> _WHAT IS REQUIRED_:
In this exercise, each record below is to be written out again exactly.

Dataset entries
···

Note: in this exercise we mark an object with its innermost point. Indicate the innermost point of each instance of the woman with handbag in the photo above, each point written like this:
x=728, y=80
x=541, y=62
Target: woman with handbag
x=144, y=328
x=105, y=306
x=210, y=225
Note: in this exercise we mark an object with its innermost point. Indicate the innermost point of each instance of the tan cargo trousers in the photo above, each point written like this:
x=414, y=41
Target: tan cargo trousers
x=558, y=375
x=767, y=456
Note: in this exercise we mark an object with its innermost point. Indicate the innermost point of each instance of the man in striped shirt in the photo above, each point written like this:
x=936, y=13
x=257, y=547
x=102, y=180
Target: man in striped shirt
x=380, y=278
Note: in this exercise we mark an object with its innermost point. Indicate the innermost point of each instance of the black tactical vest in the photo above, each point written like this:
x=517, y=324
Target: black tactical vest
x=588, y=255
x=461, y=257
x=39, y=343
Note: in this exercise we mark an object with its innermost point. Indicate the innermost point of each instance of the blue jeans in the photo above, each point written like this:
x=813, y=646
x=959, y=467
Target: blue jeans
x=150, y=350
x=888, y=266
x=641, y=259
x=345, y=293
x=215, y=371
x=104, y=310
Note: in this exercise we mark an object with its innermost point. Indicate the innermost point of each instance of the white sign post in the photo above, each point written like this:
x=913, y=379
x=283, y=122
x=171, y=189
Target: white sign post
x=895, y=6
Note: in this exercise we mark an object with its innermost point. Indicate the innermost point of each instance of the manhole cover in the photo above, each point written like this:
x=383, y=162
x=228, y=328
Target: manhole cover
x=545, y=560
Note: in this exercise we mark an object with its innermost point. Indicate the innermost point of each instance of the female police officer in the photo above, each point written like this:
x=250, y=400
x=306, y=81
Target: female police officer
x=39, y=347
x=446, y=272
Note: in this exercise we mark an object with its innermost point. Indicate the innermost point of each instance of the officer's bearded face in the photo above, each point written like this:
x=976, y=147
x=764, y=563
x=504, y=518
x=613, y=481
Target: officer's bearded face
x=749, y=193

···

> _ANSWER SECTION_:
Note: in this exercise we mark an object with its innermost point. Indicate the innermost point of each instance of the woman with handbag in the photo above, each point written like this:
x=728, y=80
x=541, y=62
Target: woman with handbag
x=144, y=328
x=105, y=306
x=210, y=225
Note: in this exercise we mark an object with its innermost point. Indicate the innermost point of each instance of the tan cargo trousers in the photo above, each point written like this:
x=414, y=41
Target: tan cargo trousers
x=558, y=375
x=767, y=456
Note: in this exercise we mark an object with its innermost point. Indicate the innermost point of each instance of the man in striped shirt in the photo above, each point written like this:
x=936, y=13
x=257, y=547
x=102, y=180
Target: man in striped shirt
x=380, y=278
Note: in this exercise we mark an object with its innermost point. Indicate the innermost point of each instance of the black tactical vest in the photo above, each point written like this:
x=517, y=324
Target: black tactical vest
x=588, y=255
x=461, y=257
x=39, y=343
Note: in this exercise we mark an object with its innermost point. Indicate the innermost point of each instance of the blue jeans in the photo above, each point written like this:
x=813, y=646
x=959, y=467
Target: blue jeans
x=150, y=350
x=888, y=266
x=641, y=259
x=345, y=293
x=215, y=371
x=104, y=310
Note: in this exercise we mark an object with its innermost point. Indicate the innermost point of each instance of the white sign post in the photo above, each point written like this:
x=913, y=379
x=283, y=122
x=171, y=189
Target: white sign post
x=895, y=6
Note: in this exercise we mark an object with its innermost point. Indicate the innermost point of each instance of the manhole cover in the photo above, each point written like this:
x=383, y=162
x=228, y=328
Target: manhole cover
x=545, y=560
Note: in this exercise we mark an object with its innermost point. Indicate the innermost point of each instance of the female police officer in the photo above, each point written like this:
x=250, y=400
x=306, y=81
Target: female police officer
x=39, y=347
x=446, y=272
Note: in this exercise we mark an object with its innermost point. Indicate the innermost point of each instance of the officer's bearded face in the photo above, each point written like this:
x=976, y=147
x=764, y=563
x=504, y=518
x=613, y=481
Target: officer's bearded face
x=749, y=193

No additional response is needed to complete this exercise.